EXERCISE.
In the answer, each entry below appears exactly as given, and no picture appears at all.

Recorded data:
- Opening Delimiter -

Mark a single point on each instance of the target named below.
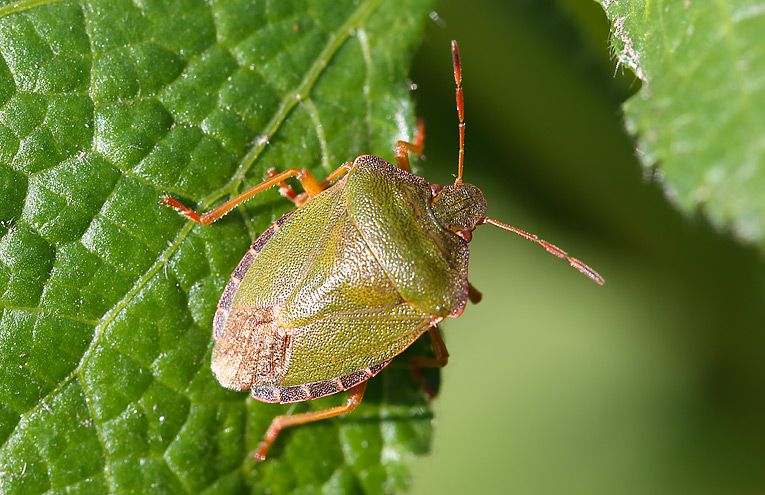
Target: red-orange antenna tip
(589, 272)
(460, 108)
(457, 65)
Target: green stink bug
(371, 258)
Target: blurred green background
(651, 384)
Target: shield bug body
(335, 289)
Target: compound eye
(435, 190)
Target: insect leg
(474, 294)
(442, 357)
(403, 147)
(281, 422)
(309, 183)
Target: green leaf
(700, 114)
(108, 298)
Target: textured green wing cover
(332, 295)
(427, 264)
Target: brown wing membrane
(254, 350)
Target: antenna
(592, 274)
(460, 108)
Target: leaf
(107, 297)
(700, 114)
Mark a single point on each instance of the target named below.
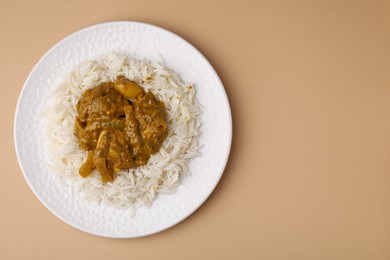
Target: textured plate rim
(58, 45)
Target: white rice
(164, 170)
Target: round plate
(140, 41)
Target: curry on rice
(120, 126)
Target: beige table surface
(309, 171)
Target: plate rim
(53, 49)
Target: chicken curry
(120, 125)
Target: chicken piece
(112, 154)
(127, 88)
(100, 107)
(134, 137)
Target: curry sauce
(120, 125)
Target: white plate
(140, 41)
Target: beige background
(309, 171)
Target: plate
(138, 40)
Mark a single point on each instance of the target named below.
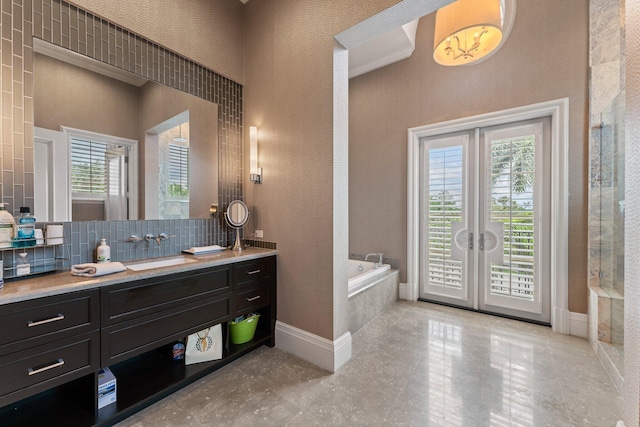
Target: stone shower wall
(606, 170)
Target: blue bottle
(24, 232)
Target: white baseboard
(408, 291)
(579, 324)
(402, 291)
(327, 354)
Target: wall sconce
(254, 170)
(467, 30)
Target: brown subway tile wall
(68, 26)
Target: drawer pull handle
(57, 364)
(31, 324)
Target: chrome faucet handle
(379, 255)
(163, 236)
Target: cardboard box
(106, 388)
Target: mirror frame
(92, 36)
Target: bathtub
(371, 291)
(362, 275)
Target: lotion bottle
(103, 252)
(23, 267)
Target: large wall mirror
(111, 145)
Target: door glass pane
(445, 205)
(512, 182)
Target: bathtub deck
(368, 304)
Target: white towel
(203, 249)
(94, 269)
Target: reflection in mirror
(237, 215)
(119, 105)
(167, 195)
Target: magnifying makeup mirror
(237, 215)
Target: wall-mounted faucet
(375, 264)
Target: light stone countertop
(65, 282)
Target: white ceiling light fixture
(180, 138)
(468, 31)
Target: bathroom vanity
(57, 331)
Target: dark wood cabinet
(129, 327)
(47, 342)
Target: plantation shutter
(178, 171)
(512, 204)
(88, 166)
(445, 190)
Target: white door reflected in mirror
(237, 215)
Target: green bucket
(243, 331)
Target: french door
(485, 215)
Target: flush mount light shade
(180, 138)
(466, 31)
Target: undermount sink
(160, 263)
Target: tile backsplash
(82, 238)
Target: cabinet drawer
(128, 301)
(252, 298)
(124, 340)
(251, 272)
(34, 322)
(40, 368)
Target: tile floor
(417, 364)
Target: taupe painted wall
(208, 32)
(66, 95)
(288, 94)
(531, 67)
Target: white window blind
(178, 171)
(512, 203)
(445, 206)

- Closing Delimiter -

RESPONSE AREA.
Mark a single point on each instance of the target named below.
Target: red-orange antenna tip
(589, 272)
(460, 108)
(457, 65)
Target: green stink bug
(371, 258)
Target: blurred green background
(651, 384)
Target: shield bug body
(335, 289)
Target: compound eye
(435, 190)
Target: insect leg
(474, 294)
(442, 357)
(403, 147)
(281, 422)
(309, 183)
Target: green leaf
(700, 114)
(108, 298)
Target: textured green wing cover
(332, 295)
(427, 264)
Target: brown wing membrane
(254, 350)
Target: antenna
(592, 274)
(460, 108)
Target: leaf
(107, 297)
(700, 114)
Mark a single point on each instance of the target named below.
Target: textured plate rim
(58, 45)
Target: white rice
(164, 170)
Target: round plate
(140, 41)
Target: curry on rice
(120, 126)
Target: beige table surface
(309, 171)
Target: plate rim
(53, 49)
Target: chicken curry
(120, 125)
Target: chicken piece
(112, 154)
(127, 88)
(100, 107)
(134, 137)
Target: curry sauce
(120, 125)
Target: white plate
(140, 41)
Target: beige background
(309, 171)
Target: plate
(138, 40)
Mark a single point on each instance of the target named below.
Target: stone shower wall
(606, 170)
Target: blue bottle
(24, 232)
Target: white baseboard
(408, 291)
(579, 324)
(402, 291)
(327, 354)
Target: wall sconce
(254, 170)
(467, 30)
Target: brown subway tile wall
(68, 26)
Target: drawer pull handle
(57, 364)
(31, 324)
Target: chrome faucet handle
(379, 255)
(163, 236)
Target: cardboard box
(106, 388)
Target: mirror frame
(92, 36)
Target: bathtub
(371, 291)
(362, 275)
Target: lotion bottle
(103, 252)
(23, 267)
Target: large wall mirror
(111, 145)
Target: door glass pane
(445, 205)
(512, 182)
Target: bathtub deck
(368, 304)
Target: white towel
(203, 249)
(94, 269)
Target: reflection in mirror
(237, 215)
(119, 105)
(167, 195)
Target: magnifying makeup mirror
(237, 215)
Target: wall-mounted faucet
(375, 264)
Target: light stone countertop
(65, 282)
Target: white ceiling light fixture
(180, 138)
(468, 31)
Target: bathroom vanity
(57, 331)
Target: dark wood cabinet
(129, 327)
(47, 342)
Target: plantation shutter
(178, 171)
(512, 204)
(88, 166)
(445, 190)
Target: white door reflected in mirror
(237, 215)
Target: green bucket
(243, 331)
Target: french door
(485, 215)
Target: flush mount light shade
(180, 138)
(466, 31)
Target: undermount sink
(160, 263)
Target: tile backsplash
(82, 238)
Target: cabinet drawer
(128, 301)
(252, 298)
(124, 340)
(251, 272)
(34, 322)
(40, 368)
Target: tile floor
(417, 364)
Target: taupe painted wall
(208, 32)
(66, 95)
(288, 94)
(531, 67)
Target: white window blind
(178, 171)
(512, 203)
(445, 206)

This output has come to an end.